"""
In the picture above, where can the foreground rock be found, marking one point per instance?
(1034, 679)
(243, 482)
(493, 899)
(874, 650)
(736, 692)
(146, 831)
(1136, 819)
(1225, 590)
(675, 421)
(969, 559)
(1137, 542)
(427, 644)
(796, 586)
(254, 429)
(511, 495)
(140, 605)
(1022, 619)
"""
* To be done *
Write out every item above word for word, keeping each line unchanged.

* Problem solution *
In the picture above, where can the foreground rock be found, marking one point per instance?
(1034, 679)
(243, 482)
(493, 899)
(874, 650)
(736, 692)
(146, 831)
(1136, 819)
(1225, 590)
(675, 421)
(969, 559)
(1137, 542)
(427, 644)
(796, 586)
(254, 429)
(511, 495)
(140, 605)
(1022, 619)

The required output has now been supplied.